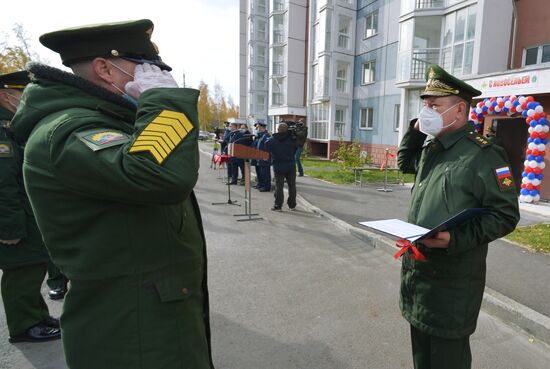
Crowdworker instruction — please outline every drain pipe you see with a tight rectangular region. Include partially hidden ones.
[510,0,518,69]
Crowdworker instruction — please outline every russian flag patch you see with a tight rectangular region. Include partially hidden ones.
[495,167,515,191]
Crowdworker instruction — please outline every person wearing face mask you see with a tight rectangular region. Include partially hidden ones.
[0,71,61,342]
[397,65,519,369]
[12,19,214,369]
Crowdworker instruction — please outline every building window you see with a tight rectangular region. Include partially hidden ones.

————————

## Exercise objective
Arrange every line of the material above as a Markdown table with the columns "Row" and "Line," numbering the rows in order and skipping blank lines. Leave the pictures out of the table.

## Answer to this problem
| Row | Line |
|---|---|
| 1 | Crowdworker instruction — please outline every drain pipe you see with a tight rectangular region. Include partially hidden ones. |
| 2 | [510,0,518,69] |
| 3 | Crowdworker instruction — please outline every russian flag patch you see with a tight rectangular region. Include partially hidden ones. |
| 4 | [495,167,515,191] |
| 5 | Crowdworker instruction — please outline every person wearing face mask you see with a tight rectangular region. Include partially hidden ones. |
| 6 | [0,71,61,342] |
| 7 | [397,65,519,369] |
| 8 | [12,19,214,369] |
| 9 | Crowdworker instruction — please outline every building window you see with a tight rectangular region. Include partially hidden ones. |